Point placement records
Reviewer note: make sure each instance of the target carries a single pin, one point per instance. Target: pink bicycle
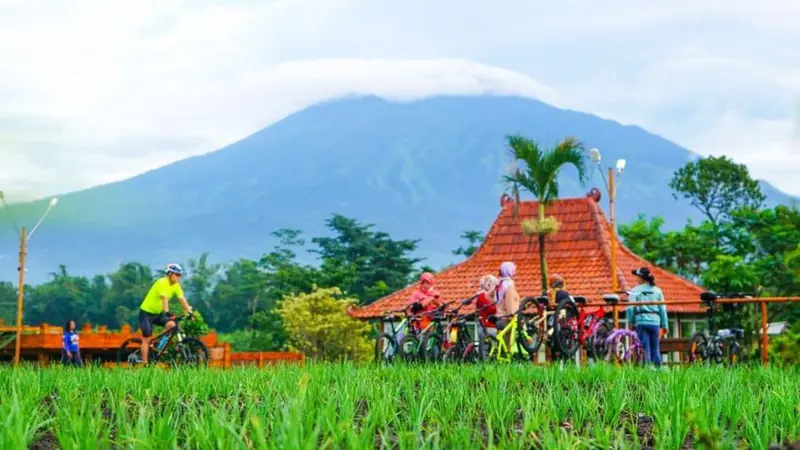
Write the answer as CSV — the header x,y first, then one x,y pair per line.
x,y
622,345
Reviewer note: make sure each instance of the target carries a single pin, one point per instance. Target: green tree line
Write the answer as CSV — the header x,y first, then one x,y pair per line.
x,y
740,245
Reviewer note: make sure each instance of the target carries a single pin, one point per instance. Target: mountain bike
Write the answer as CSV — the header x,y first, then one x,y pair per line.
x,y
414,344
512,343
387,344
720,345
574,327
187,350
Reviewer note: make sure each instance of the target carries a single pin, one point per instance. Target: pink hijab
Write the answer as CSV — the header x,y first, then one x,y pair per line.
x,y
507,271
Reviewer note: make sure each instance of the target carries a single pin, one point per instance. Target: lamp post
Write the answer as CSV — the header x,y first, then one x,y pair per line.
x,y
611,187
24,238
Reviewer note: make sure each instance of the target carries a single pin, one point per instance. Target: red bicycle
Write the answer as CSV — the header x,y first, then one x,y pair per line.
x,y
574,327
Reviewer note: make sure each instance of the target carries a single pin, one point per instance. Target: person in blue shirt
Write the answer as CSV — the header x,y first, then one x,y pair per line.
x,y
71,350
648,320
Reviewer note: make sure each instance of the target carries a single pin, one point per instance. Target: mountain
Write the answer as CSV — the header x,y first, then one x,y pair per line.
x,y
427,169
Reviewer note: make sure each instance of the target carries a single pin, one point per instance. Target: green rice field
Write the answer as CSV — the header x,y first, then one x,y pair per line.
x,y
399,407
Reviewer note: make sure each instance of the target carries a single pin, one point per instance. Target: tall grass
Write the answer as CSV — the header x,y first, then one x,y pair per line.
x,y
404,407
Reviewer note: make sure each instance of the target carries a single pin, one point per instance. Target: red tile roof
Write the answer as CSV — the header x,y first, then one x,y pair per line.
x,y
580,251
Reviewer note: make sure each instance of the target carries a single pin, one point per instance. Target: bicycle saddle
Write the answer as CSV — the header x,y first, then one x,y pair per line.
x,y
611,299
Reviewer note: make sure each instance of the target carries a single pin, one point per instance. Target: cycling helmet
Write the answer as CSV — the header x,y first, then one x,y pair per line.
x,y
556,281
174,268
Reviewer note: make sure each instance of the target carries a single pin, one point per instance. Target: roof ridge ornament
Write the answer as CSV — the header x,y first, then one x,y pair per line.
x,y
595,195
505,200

--

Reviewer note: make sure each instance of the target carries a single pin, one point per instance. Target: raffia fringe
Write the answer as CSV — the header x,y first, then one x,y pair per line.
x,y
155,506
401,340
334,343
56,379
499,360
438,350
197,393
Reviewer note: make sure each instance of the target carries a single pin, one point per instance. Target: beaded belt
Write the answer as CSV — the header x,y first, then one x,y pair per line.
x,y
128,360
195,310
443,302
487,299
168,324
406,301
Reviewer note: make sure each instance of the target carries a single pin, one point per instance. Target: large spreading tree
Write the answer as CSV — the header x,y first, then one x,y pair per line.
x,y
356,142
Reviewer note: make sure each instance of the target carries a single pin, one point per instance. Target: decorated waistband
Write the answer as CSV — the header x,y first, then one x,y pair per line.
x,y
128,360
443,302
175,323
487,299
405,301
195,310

Exercise
Tally the lines in the records above that contain the string "green", matching case exactly, and reply with only the number.

Final result
2